[Polygon outlines for photos]
───
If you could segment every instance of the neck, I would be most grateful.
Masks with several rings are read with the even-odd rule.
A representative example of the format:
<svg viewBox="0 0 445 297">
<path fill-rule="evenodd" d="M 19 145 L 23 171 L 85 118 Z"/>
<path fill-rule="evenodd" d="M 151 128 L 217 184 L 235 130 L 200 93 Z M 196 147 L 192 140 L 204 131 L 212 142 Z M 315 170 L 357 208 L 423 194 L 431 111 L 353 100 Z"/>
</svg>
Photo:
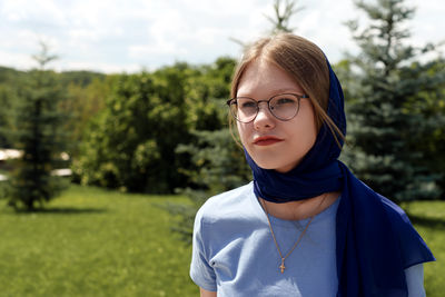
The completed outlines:
<svg viewBox="0 0 445 297">
<path fill-rule="evenodd" d="M 263 198 L 259 198 L 259 201 L 263 208 L 267 209 L 267 212 L 276 218 L 285 220 L 301 220 L 316 216 L 332 206 L 339 195 L 340 192 L 338 191 L 332 191 L 322 194 L 314 198 L 285 204 L 269 202 Z"/>
</svg>

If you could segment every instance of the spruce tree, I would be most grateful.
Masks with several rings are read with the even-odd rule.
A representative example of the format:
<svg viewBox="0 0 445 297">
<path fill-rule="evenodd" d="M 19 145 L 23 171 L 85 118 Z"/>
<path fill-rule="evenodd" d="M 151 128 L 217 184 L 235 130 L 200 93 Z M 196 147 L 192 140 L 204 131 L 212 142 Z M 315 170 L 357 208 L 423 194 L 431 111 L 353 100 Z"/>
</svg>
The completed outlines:
<svg viewBox="0 0 445 297">
<path fill-rule="evenodd" d="M 34 210 L 53 198 L 65 186 L 53 170 L 60 165 L 63 137 L 60 132 L 63 115 L 58 111 L 61 90 L 52 71 L 46 66 L 56 59 L 41 43 L 33 56 L 39 68 L 29 71 L 18 91 L 11 112 L 13 129 L 8 137 L 21 157 L 13 161 L 13 172 L 7 187 L 9 205 L 17 210 Z"/>
<path fill-rule="evenodd" d="M 354 145 L 353 170 L 372 188 L 396 201 L 437 198 L 438 175 L 425 167 L 416 142 L 439 121 L 426 115 L 426 96 L 444 81 L 431 75 L 431 62 L 421 62 L 434 50 L 427 44 L 407 44 L 406 22 L 415 9 L 404 0 L 355 1 L 365 12 L 367 27 L 349 21 L 360 52 L 352 57 L 353 86 L 347 86 L 354 105 L 349 109 L 349 135 Z"/>
</svg>

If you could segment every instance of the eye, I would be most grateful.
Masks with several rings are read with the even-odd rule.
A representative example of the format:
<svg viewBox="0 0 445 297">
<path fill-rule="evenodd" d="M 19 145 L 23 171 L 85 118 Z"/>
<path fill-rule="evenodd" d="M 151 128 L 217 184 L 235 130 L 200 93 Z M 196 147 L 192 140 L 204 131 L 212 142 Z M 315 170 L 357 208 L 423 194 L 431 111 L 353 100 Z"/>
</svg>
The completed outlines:
<svg viewBox="0 0 445 297">
<path fill-rule="evenodd" d="M 257 102 L 254 100 L 239 100 L 238 101 L 239 108 L 257 108 Z"/>
<path fill-rule="evenodd" d="M 273 99 L 273 105 L 275 107 L 293 106 L 298 102 L 298 98 L 291 95 L 280 95 Z"/>
<path fill-rule="evenodd" d="M 277 103 L 277 105 L 295 103 L 295 100 L 291 99 L 291 98 L 286 98 L 286 97 L 284 97 L 284 98 L 278 98 L 278 99 L 276 100 L 276 103 Z"/>
</svg>

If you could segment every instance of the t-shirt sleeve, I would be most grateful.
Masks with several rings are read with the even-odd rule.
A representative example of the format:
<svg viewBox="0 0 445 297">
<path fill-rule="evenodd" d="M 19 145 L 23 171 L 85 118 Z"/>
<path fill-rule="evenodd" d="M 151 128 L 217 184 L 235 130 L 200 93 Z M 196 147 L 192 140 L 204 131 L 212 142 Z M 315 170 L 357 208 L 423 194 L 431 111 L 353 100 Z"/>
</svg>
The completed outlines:
<svg viewBox="0 0 445 297">
<path fill-rule="evenodd" d="M 216 276 L 214 268 L 209 265 L 207 245 L 208 238 L 202 228 L 202 209 L 200 209 L 195 218 L 190 277 L 199 287 L 216 291 Z"/>
<path fill-rule="evenodd" d="M 424 266 L 414 265 L 405 269 L 406 285 L 408 286 L 408 297 L 425 297 L 424 288 Z"/>
</svg>

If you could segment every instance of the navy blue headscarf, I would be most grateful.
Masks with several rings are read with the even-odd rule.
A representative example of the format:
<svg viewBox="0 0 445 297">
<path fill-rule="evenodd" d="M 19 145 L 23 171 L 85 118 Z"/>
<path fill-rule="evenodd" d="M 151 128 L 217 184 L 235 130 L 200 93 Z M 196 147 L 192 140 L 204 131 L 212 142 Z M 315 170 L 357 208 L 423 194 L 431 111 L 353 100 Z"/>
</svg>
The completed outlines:
<svg viewBox="0 0 445 297">
<path fill-rule="evenodd" d="M 346 135 L 342 86 L 329 62 L 327 113 Z M 342 191 L 336 217 L 338 297 L 407 297 L 404 269 L 435 260 L 405 212 L 358 180 L 337 158 L 340 148 L 324 125 L 301 162 L 286 174 L 261 169 L 246 151 L 257 197 L 271 202 Z"/>
</svg>

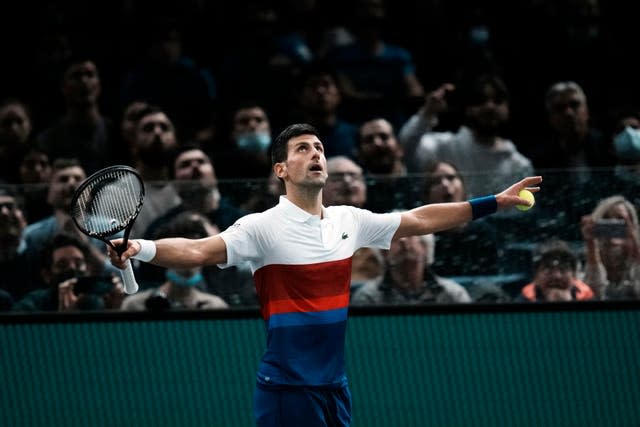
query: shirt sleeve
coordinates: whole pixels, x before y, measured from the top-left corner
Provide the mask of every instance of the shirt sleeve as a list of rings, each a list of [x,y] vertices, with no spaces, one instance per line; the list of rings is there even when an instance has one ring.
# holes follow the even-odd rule
[[[257,215],[242,217],[219,234],[227,246],[227,262],[218,264],[218,267],[227,268],[245,261],[251,262],[260,257],[262,251],[256,227]]]
[[[400,213],[373,213],[353,208],[358,227],[358,246],[389,249],[391,239],[400,226]]]

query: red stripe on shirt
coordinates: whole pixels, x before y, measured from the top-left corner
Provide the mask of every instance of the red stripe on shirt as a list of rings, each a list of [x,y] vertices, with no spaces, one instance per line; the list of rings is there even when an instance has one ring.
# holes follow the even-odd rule
[[[313,312],[349,305],[351,257],[317,264],[270,264],[256,270],[262,315]]]

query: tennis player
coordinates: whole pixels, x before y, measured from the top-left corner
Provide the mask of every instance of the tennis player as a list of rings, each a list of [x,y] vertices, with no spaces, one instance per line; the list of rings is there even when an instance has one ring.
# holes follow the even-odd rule
[[[518,192],[538,191],[542,177],[524,178],[497,195],[374,214],[322,206],[327,162],[314,127],[287,127],[273,143],[272,162],[286,189],[275,207],[240,218],[216,236],[132,240],[122,256],[111,249],[109,256],[120,268],[130,257],[174,269],[248,261],[267,328],[254,395],[257,425],[348,426],[344,346],[353,253],[529,205]]]

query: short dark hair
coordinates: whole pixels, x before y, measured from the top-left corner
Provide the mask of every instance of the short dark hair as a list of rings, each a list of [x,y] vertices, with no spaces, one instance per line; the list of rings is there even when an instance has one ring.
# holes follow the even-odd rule
[[[207,153],[204,149],[204,147],[202,146],[202,144],[200,144],[198,141],[188,141],[185,144],[180,144],[178,146],[176,146],[175,148],[173,148],[169,154],[169,177],[171,179],[176,179],[176,159],[178,158],[178,156],[181,156],[183,153],[187,152],[187,151],[191,151],[191,150],[199,150],[202,151],[205,156],[207,156],[209,158],[209,161],[211,163],[213,163],[213,158],[211,157],[211,155],[209,153]]]
[[[53,163],[51,163],[51,170],[55,172],[55,171],[59,171],[66,168],[76,167],[76,166],[84,169],[84,167],[82,166],[82,163],[76,157],[58,157],[53,160]]]
[[[320,138],[318,130],[308,123],[295,123],[287,126],[276,137],[276,139],[273,141],[273,144],[271,144],[272,165],[287,160],[287,144],[292,138],[300,135],[315,135],[316,137]]]
[[[575,273],[578,259],[564,240],[552,239],[541,243],[533,256],[534,269],[545,266],[561,266]]]
[[[497,74],[481,74],[462,84],[460,96],[463,106],[478,105],[485,101],[484,89],[489,86],[495,91],[497,99],[509,102],[509,90],[504,80]]]

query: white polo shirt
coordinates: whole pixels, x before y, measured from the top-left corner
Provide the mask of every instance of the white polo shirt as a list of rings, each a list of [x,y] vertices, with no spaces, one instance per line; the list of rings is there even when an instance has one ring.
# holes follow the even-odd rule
───
• _To do_: Reproduce verbatim the part of the material that opens with the line containing "query: white polo shirt" and closes with the line containing "Provide the mask of every instance of the white".

• _Written reply_:
query: white polo shirt
coordinates: whole pixels, x before y, measured from the top-left corner
Provide the mask of every instance of the white polo shirt as a list of rings, each a list of [x,y] vertices, with no spaces, one instance per line; the list of rings is there even when an instance has one ring.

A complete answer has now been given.